The material below holds a span beginning at the line with "Guideline: for every instance of the green foliage, drop" and ending at the line with "Guideline: for every instance of the adult". Quote that span exactly, both ends included, and only that span.

══════════

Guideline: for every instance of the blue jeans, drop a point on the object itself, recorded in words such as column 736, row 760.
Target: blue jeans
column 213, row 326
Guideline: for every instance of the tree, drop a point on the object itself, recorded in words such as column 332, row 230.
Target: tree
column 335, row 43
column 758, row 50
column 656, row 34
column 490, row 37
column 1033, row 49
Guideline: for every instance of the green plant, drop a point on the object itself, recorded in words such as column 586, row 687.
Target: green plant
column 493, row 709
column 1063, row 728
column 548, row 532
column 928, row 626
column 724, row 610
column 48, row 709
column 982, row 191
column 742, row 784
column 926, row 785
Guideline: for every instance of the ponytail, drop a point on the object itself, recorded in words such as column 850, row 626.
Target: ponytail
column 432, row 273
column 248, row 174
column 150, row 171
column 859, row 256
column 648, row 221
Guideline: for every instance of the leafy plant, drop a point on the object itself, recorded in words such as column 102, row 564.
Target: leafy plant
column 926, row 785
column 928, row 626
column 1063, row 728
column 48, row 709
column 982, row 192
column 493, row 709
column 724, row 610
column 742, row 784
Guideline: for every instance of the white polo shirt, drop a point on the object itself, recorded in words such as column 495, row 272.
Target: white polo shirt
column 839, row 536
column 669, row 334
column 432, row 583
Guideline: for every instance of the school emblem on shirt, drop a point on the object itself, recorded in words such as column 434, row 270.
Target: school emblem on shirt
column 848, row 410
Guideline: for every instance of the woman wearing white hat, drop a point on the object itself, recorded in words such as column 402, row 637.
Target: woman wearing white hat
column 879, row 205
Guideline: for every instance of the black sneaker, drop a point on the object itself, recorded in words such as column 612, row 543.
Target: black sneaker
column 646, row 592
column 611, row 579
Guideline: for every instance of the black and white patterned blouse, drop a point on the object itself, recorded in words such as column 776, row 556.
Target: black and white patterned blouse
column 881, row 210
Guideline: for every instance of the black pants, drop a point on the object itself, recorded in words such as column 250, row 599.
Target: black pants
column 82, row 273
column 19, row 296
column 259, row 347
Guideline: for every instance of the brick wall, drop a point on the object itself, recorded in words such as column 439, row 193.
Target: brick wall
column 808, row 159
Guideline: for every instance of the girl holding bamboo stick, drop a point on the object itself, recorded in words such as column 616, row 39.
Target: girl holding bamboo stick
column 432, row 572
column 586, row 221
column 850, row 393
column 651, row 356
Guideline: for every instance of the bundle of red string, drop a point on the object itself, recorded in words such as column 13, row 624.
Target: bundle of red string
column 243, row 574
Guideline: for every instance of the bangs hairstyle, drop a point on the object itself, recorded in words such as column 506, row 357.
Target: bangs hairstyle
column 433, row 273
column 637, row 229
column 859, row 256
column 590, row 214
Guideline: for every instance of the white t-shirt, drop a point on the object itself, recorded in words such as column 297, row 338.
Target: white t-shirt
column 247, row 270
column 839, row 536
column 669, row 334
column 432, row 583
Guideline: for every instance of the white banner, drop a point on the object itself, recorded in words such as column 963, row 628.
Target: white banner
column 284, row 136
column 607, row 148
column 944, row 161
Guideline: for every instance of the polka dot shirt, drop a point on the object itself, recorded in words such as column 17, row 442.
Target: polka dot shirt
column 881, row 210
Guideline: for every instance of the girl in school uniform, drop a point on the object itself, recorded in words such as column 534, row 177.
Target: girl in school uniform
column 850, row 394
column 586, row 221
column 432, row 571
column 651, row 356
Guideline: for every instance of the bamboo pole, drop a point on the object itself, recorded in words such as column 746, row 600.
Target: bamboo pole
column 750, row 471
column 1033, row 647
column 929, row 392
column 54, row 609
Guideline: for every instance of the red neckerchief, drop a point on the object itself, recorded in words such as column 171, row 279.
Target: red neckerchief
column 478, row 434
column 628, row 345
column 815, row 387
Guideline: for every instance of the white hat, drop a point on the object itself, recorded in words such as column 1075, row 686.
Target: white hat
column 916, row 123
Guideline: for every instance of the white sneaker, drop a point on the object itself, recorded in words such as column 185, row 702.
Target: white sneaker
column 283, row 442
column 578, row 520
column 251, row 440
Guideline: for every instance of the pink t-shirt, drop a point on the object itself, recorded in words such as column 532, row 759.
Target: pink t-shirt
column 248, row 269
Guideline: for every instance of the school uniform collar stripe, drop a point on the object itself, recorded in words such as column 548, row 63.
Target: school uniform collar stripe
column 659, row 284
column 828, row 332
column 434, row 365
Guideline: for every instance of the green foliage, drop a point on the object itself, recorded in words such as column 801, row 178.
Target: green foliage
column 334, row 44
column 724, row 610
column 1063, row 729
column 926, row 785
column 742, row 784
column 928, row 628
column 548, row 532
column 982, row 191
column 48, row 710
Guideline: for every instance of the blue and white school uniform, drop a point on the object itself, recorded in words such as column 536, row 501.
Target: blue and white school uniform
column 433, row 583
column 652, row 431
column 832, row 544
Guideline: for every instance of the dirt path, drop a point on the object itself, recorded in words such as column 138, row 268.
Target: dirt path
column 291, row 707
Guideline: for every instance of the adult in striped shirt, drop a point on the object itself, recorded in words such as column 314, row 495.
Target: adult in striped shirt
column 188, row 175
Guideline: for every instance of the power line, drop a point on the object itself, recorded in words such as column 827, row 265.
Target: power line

══════════

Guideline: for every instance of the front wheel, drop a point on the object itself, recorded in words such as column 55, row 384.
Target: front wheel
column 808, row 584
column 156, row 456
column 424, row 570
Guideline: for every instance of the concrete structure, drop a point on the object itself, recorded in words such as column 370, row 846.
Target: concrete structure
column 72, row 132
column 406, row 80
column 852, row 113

══════════

→ **Output for this exercise**
Guideline: for every instance of the green foliage, drop a point on the object itself, recorded in words such as column 801, row 178.
Target: green foliage
column 334, row 44
column 724, row 610
column 1063, row 729
column 926, row 785
column 742, row 784
column 928, row 628
column 548, row 532
column 982, row 191
column 48, row 710
Guideline: for every instance of the blue and white school uniform, drop a point on the object itself, recorded in words such as column 536, row 501.
Target: blue and white school uniform
column 433, row 583
column 652, row 431
column 832, row 544
Guideline: for every instance of the dirt path, drop a point on the object itself, recorded in words such as column 138, row 268.
Target: dirt path
column 291, row 707
Guideline: for every instance of the adult in striped shirt, drop a point on the object itself, recorded in words such as column 314, row 495.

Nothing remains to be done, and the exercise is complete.